### Metin bölümü
----

Dünya Savaşları, inanılmaz boyuttaki insan kayıpları ve büyük insan hakları ihlalleri modern insan hakları belgelerinin gelişiminin arkasındaki itici güç olmuştur. Milletler Cemiyeti, I. Dünya Savaşı'nı takiben 1919'da yapılan Versailles Barış Antlaşması'nda yapılan görüşmelerde kuruldu. Cemiyet'in hedefleri şunlardı;silahsızlanma, ortak güvenlik çerçevesinde savaşı önleme, diplomasi ve görüşmeler yoluyla ülkeler arası anlaşmazlıklara çözüm bulmak ve küresel refahı artırmak. Daha sonra Evrensel İnsan Hakları Beyannamesi'nde yer alacak olan hakların çoğunu savunma kararlılığı da kuruluş amaçlarında vardı. 1945'teki Yalta Konferansıda Müttefik Güçler Cemiyet'in rolünü oynamak üzere yeni bir yapı kurma kararı aldılar.Bu yapı Birleşmiş Milletler olacaktı. BM kuruluşundan bugüne kadar uluslararası insan hakları hukukunun uygulanmasında önemli bir rol oynamıştır.

----

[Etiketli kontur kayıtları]

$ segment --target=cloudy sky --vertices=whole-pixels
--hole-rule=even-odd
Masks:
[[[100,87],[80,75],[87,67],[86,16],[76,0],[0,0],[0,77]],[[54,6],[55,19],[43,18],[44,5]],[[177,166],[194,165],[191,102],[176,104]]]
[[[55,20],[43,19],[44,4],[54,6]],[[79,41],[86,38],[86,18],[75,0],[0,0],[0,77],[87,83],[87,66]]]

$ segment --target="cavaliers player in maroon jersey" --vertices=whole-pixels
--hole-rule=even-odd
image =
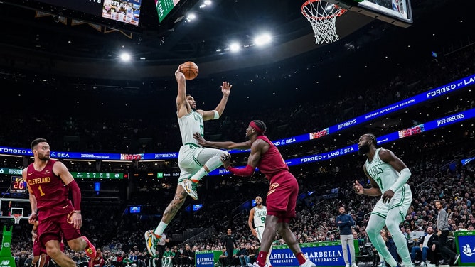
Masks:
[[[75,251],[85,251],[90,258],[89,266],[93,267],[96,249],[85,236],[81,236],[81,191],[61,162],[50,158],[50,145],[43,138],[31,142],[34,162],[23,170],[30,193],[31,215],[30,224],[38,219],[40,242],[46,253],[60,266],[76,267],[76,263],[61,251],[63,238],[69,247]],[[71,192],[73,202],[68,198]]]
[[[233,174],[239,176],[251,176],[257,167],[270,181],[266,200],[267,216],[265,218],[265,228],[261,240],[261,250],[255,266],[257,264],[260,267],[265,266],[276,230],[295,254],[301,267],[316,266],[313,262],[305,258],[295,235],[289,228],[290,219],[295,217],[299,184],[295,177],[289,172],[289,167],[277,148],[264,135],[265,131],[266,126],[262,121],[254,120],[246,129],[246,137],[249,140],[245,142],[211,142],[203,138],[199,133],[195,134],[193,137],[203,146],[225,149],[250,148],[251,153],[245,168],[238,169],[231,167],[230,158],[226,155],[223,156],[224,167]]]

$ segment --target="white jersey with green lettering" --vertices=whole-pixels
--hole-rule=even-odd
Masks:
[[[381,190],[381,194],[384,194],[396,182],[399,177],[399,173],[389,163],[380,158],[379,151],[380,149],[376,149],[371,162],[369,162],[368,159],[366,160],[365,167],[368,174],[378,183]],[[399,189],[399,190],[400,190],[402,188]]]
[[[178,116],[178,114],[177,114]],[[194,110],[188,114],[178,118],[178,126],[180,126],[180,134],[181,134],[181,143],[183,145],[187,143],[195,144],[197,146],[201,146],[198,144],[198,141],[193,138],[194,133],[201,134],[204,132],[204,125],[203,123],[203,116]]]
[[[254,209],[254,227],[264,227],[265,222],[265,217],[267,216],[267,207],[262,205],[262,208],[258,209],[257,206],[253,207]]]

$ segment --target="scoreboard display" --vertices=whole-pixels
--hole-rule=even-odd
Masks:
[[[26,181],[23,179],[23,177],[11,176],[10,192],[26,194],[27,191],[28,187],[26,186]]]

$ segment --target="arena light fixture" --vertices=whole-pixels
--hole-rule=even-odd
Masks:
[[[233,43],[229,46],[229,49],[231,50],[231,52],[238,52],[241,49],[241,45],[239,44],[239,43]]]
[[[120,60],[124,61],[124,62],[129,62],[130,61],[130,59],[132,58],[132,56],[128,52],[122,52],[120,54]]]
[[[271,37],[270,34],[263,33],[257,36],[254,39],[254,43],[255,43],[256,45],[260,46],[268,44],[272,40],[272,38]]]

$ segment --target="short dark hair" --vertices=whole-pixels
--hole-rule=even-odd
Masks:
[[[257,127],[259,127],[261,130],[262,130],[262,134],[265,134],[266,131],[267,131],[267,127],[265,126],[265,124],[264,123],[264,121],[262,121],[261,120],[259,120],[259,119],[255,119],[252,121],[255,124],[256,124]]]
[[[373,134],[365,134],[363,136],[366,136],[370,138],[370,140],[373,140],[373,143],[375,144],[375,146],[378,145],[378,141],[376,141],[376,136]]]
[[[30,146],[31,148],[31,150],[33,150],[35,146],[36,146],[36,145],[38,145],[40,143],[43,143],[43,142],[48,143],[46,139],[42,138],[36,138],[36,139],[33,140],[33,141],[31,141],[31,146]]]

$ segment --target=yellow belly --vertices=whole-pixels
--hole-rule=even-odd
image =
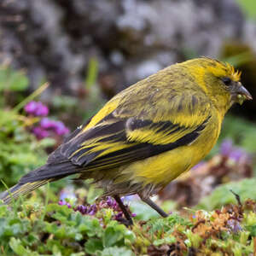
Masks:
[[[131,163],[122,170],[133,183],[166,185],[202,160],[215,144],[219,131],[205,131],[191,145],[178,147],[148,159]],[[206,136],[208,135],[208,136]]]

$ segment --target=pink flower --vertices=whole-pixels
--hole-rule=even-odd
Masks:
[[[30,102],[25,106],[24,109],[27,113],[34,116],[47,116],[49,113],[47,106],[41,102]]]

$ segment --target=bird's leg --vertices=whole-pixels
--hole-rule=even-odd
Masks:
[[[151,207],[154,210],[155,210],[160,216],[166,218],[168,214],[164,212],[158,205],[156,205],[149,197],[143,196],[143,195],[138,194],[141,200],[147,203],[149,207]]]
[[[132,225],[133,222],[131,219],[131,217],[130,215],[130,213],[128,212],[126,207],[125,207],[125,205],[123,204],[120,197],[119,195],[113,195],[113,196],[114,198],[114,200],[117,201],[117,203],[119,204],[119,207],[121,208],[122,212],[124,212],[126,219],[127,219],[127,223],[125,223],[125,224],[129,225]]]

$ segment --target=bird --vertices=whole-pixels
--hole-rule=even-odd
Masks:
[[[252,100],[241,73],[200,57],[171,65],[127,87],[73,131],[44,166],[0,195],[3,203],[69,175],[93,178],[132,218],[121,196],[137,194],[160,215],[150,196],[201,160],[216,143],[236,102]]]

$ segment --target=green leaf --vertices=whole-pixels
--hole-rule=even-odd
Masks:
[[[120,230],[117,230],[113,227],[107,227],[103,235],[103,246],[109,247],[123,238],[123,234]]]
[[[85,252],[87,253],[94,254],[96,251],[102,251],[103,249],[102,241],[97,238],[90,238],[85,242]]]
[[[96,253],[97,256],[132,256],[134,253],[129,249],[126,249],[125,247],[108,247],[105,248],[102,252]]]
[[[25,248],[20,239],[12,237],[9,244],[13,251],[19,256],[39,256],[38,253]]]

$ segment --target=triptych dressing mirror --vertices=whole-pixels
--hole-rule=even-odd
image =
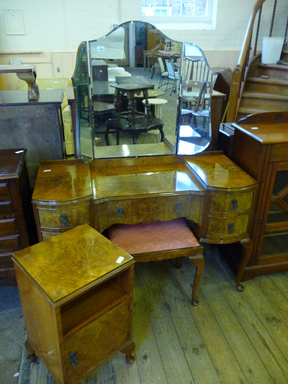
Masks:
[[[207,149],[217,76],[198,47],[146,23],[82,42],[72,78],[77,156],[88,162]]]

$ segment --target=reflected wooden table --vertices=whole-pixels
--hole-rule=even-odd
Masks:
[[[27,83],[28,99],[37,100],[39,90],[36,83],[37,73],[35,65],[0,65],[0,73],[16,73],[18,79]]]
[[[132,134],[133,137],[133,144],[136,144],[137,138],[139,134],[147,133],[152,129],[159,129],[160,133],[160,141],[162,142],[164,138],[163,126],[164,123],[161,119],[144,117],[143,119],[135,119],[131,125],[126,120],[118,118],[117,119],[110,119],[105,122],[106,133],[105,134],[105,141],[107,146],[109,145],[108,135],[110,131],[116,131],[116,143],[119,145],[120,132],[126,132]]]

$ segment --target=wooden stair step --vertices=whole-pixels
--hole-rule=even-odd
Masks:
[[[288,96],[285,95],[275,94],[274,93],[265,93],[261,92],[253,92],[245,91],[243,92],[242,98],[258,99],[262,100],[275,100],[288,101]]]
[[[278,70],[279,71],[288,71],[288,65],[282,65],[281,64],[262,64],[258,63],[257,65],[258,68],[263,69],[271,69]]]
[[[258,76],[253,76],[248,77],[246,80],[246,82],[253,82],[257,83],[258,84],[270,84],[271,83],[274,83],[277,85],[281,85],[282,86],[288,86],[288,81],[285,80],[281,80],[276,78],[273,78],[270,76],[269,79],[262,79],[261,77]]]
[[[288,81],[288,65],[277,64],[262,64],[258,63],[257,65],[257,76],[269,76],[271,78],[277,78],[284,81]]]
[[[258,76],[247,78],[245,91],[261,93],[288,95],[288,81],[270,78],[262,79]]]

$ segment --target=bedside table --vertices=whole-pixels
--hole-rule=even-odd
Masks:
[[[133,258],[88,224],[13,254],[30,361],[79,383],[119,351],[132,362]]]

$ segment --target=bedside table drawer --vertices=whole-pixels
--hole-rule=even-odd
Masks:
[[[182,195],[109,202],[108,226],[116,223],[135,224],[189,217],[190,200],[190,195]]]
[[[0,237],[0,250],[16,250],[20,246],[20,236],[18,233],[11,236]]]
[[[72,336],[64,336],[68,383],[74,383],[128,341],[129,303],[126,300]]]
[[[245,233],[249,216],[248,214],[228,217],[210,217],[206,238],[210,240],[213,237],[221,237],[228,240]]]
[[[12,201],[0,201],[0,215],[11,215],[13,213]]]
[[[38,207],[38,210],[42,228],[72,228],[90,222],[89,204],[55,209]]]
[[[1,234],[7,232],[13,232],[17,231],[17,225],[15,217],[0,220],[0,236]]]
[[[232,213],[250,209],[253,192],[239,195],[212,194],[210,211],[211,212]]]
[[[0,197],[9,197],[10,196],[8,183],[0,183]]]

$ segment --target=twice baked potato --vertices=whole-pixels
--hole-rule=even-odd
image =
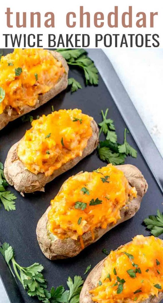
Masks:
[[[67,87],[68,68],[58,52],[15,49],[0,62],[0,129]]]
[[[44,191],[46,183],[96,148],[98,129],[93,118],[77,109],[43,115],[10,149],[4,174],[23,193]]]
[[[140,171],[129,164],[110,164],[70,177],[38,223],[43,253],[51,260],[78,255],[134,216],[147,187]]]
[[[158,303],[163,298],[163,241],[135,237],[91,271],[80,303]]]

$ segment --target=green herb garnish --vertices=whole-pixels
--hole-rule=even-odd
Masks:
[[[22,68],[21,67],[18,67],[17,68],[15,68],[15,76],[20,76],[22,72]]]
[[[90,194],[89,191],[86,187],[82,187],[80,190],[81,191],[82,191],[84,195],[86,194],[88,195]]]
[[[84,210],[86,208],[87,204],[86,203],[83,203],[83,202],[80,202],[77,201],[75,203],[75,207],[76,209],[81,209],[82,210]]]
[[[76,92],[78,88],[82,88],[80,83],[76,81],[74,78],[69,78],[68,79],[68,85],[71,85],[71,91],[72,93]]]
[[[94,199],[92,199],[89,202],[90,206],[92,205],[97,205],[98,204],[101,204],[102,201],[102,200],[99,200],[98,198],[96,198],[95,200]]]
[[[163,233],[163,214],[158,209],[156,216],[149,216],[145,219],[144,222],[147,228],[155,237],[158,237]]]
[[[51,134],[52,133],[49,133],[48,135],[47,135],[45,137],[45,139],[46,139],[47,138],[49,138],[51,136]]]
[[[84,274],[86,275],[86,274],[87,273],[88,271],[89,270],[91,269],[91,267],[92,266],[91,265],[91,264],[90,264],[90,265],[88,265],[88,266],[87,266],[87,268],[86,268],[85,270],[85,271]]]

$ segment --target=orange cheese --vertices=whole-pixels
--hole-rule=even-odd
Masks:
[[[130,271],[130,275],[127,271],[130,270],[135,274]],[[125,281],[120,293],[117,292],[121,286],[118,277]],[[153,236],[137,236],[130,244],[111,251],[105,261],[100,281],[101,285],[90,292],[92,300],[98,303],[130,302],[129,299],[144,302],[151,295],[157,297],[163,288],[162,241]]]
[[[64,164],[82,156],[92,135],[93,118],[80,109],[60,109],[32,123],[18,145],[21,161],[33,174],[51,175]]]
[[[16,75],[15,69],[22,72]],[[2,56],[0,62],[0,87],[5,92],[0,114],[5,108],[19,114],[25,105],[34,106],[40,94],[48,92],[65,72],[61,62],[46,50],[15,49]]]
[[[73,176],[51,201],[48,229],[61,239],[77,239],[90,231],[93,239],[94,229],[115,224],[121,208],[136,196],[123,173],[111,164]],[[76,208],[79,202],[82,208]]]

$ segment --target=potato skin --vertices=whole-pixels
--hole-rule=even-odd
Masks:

----

### Görevler
1. İnsan hakları tarihine ilişkin metne göre Milletler Cemiyeti nerede yapılan görüşmelerde kuruldu?
2. Aşağıdaki ifadelerin insan hakları tarihine ilişkin metinle uyuşup uyuşmadığını belirtin. Her biri için evet ya da hayır deyin ve metindeki belirleyici sözleri aynen alıntılayın.
(a) Cemiyet'in hedeflerinden biri silahsızlanmaydı.
(b) Milletler Cemiyeti II. Dünya Savaşı'nın ardından kuruldu.
(c) BM, uluslararası insan hakları hukukunun uygulanmasında önemsiz bir rol oynamıştır.
3. İnsan hakları tarihine ilişkin metni bittiği yerden devam ettirin.
Kayıtlar farklı bir kaynaktan alınmıştır.

### Görev sonuçları
1. 1919'da yapılan Versailles Barış Antlaşması'ndaki görüşmelerde kuruldu.

2.
(a) Evet: "Cemiyet'in hedefleri şunlardı;silahsızlanma"
(b) Hayır: "I. Dünya Savaşı'nı takiben 1919'da"
(c) Hayır: "uluslararası insan hakları hukukunun uygulanmasında önemli bir rol oynamıştır"

3.
İNSAN HAKLARI EVRENSEL BİLDİRİSİ

İnsan Hakları Evrensel Bildirisi, Birleşmiş Milletler İnsan Hakları Komisyonu’nun Haziran 1948’de hazırladığı ve birkaç değişiklik yapıldıktan sonra 10 Aralık 1948’de, BM Genel Kurulu’nun Paris’te yapılan 183. oturumunda kabul edilen 30 maddelik bildiridir.

Bildirinin imzalanmasında, II. Dünya Savaşı’ndan sonra devletlerin, bireylere tanınan hak ve özgürlüklerin güvence altına alınması konusunda birleşmesi de etkili olmuştur.

Eleanor Roosevelt bu bildiriyi “Bütün insanlık için bir “Magna Carta (Magna Karta)” olarak tanımlamıştır.

Bildirinin imzalandığı 10 Aralık, Dünya İnsan Hakları Günü olarak kutlanır.

Devletler, önceleri, baskıya dayanan bir anlayışla yönetilmekteydi. Bu anlayışa son vermek amacıyla 1215 yılında İngiltere Kralı’na kabul ettirilen bildiri olan Magna Carta, insan hakları kavramının ilk belgesi sayılır.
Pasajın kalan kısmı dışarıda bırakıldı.